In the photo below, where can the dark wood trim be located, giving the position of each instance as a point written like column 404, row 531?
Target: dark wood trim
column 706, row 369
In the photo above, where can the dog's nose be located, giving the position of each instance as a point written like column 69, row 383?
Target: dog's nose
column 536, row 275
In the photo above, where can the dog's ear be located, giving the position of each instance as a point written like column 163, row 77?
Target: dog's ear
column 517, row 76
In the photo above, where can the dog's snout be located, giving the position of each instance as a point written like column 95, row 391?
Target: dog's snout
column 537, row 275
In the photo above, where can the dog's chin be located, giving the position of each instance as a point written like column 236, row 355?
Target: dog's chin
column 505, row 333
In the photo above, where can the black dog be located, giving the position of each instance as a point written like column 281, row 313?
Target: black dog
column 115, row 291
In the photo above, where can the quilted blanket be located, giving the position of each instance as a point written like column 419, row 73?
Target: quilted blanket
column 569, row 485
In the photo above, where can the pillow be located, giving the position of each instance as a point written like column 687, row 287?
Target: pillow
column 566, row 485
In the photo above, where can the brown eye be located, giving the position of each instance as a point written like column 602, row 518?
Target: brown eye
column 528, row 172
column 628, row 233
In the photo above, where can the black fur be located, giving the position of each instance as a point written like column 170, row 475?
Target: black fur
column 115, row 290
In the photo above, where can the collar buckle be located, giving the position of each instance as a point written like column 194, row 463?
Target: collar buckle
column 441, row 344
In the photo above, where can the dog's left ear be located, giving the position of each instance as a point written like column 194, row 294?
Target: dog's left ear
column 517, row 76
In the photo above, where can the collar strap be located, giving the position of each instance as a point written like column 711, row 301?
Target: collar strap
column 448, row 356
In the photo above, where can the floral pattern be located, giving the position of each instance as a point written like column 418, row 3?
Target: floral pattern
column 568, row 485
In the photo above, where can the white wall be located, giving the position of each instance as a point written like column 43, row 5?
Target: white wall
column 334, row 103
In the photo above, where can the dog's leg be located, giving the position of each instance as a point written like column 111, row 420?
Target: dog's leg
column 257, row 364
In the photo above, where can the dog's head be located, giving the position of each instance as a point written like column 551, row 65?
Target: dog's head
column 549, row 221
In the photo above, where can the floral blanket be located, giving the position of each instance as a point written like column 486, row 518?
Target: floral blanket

------------------------------------------------------------

* SHORT EXERCISE: Render the rows between the lines holding "In the photo above, where can the dog's chin" and "column 448, row 356", inclusive, as a two-column CSV with the headers text and answer. Put each row on one line, with its text and its answer each in a single quoted field and line breaks turned into spaces.

* RESPONSE TO THE TASK:
text,answer
"In the photo above, where can the dog's chin be located, giving the position of each instance as a point written like column 236, row 355? Target: dog's chin","column 505, row 333"
"In the photo above, where can the black dog be located, giving the position of each instance as a point written like column 281, row 313? Target: black dog","column 115, row 291"
"In the photo above, where can the quilted blanket be located, giving the position of each instance as a point written like column 419, row 73? Target: quilted blanket","column 569, row 485"
"In the photo above, where can the pillow be located, giving the position of each instance as a point written like column 687, row 287? Target: pillow","column 566, row 485"
"In the photo above, where can the brown eye be located, giving the position of each instance as a point written like column 602, row 518? Target: brown eye","column 528, row 172 column 628, row 233"
"In the photo above, where can the black fur be located, giving the position of each instance as a point written like column 170, row 475? Target: black fur","column 115, row 290"
"In the photo above, where can the collar buckle be located, giving the position of each instance as a point written like column 194, row 463? Target: collar buckle","column 441, row 344"
"In the photo above, where can the dog's left ear be located, giving the position of each instance as a point written like column 194, row 294? Target: dog's left ear","column 517, row 76"
"In the photo above, where can the collar strap be located, giving the position of each instance as a point written like column 711, row 301? Target: collar strap","column 448, row 356"